## [Tarea propuesta]
Retoma el texto sobre el caso del juez Santiago Vidal y continúalo a partir de su última frase.

----- Fragmento

El caso Santiago Vidal

El caso del juez Santiago Vidal, que el gobierno español, mediante los órganos judiciales, pretende inhabilitar por haber participado en la redacción de una Constitución catalana, es una muestra fehaciente de hasta qué punto España es una democracia totalitaria. Igual que en las dictaduras, toda actividad privada que no concuerde con la ideología del régimen está tipificada como delito y quienes la practiquen se exponen a sufrir castigos que les afectarán toda la vida. Situados en este punto, es una suerte que estemos en 2015 y no en 1940. En aquella época, por una acusación como la mencionada, quienes mandaban habrían invitado al juez Vidal a hacer turismo por el Campo de la Bota. Ahora, en cambio, las depuraciones son mucho más civilizadas. Y también más profilácticas. Ahora nadie se ensucia las manos. Ahora, como en las mascaradas de lujo, las depuraciones tienen un carácter solemne, con mucha barba blanca y altísimos tribunales, tan altísimos que sólo Dios llega a ellos estirando un poco el cuello.

No es de extrañar que cada vez haya más catalanes que quieran marcar distancias con el Estado español. Nadie quiere vivir en un Estado que conculca las libertades básicas y que criminaliza, persigue y castiga a los ciudadanos desafectos al régimen. El 19 de diciembre pasado, Santiago Vidal tuvo que viajar a Madrid para declarar ante el Consejo General del Poder Judicial español sobre el terrible crimen de haberse dedicado a redactar una Carta Magna catalana en sus horas libres, y ahora, por tanto, ya todo está a punto para que sea lanzado a las llamas del fuego purificador. Hay tres opciones: suspenderlo de empleo y sueldo durante tres años, alejarlo de Cataluña aplicándole la pena de destierro -como si estuviéramos en el siglo XVI- o la expulsión de la carrera judicial. Lo sabremos pronto, ya que en los regímenes dictatoriales el principal delito es pensar, y Vidal ha cometido precisamente este delito: pensar. El pensamiento es el mayor enemigo del Estado. Por eso toda persona que no sólo se lo permite, sino que empuja a los demás a hacerlo, se convierte en una célula subversiva que amenaza la estabilidad del poder y debe ser depurada. Pulverizada.

----------
----- Extractos de registros

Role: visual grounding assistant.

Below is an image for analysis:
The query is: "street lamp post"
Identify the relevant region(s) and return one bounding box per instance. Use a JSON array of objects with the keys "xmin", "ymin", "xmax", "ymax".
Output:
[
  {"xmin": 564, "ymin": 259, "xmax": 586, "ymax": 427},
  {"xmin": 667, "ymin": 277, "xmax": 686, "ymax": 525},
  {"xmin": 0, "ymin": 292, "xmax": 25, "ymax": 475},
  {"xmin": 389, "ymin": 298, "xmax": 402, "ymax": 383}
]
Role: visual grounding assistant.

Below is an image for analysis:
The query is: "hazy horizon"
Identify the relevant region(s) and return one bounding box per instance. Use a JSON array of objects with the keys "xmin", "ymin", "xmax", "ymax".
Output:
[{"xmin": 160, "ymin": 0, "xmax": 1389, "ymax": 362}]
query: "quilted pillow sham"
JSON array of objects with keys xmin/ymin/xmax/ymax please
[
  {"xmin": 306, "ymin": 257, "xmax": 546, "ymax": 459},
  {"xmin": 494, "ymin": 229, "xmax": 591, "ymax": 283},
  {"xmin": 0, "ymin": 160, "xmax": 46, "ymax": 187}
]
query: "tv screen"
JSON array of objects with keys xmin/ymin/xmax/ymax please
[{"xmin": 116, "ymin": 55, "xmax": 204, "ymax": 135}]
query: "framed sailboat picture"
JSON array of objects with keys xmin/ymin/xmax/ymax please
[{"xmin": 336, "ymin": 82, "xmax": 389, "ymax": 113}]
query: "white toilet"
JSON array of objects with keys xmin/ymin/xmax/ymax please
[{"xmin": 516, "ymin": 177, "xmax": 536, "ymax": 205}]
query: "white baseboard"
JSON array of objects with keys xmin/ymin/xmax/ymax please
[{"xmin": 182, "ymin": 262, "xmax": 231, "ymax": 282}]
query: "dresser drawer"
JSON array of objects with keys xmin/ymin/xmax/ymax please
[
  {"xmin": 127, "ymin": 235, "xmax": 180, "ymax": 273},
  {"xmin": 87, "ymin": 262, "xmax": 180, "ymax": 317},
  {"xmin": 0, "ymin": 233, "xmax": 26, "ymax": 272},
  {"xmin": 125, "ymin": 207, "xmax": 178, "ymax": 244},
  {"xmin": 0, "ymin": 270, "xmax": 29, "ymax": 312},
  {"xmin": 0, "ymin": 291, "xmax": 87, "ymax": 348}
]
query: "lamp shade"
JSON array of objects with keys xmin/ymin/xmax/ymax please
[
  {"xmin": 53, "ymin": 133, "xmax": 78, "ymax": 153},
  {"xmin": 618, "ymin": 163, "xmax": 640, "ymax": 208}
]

----------

## [Respuesta]
Este es, pues, el extremo al que hemos llegado. Un gobierno que elabora informes que se demuestran falsos sobre presidentes y expresidentes catalanes y alcaldes de Barcelona, que expulsa del territorio a personas chinas por saber hablar catalán sin saber hablar español, que se niega a condenar el franquismo, que subvenciona una entidad que ensalza su nombre, que da medallas a nazis, que legaliza formaciones de esta ideología, que dispara contra inmigrantes indefensos mientras nadan para salvar la vida, que restringe el derecho de huelga y que criminaliza la libertad de expresión, no es extraño que quiera tener también el control del pensamiento. Ya lo pedía un líder de la ultraderecha de Grecia, transcrito por Vassilis Vasilikos y Jorge Semprún, en la segunda mitad del siglo XX: «Las enfermedades ideológicas deben combatirse de forma preventiva, ya que se deben a la acción de gérmenes mórbidos y parásitos de diversas especies. Por tanto, la pulverización de los hombres es indispensable. Las escuelas, en este caso, son nuestro primer objetivo. Es allí, si se me permite la metáfora, donde los brotes jóvenes no han alcanzado los doce o quince centímetros. La segunda pulverización debe hacerse poco antes o poco después de la floración. Se trata, naturalmente, de la universidad, de la juventud obrera, para salvar el árbol sagrado de la nación de la infección de esta enfermedad ideológica».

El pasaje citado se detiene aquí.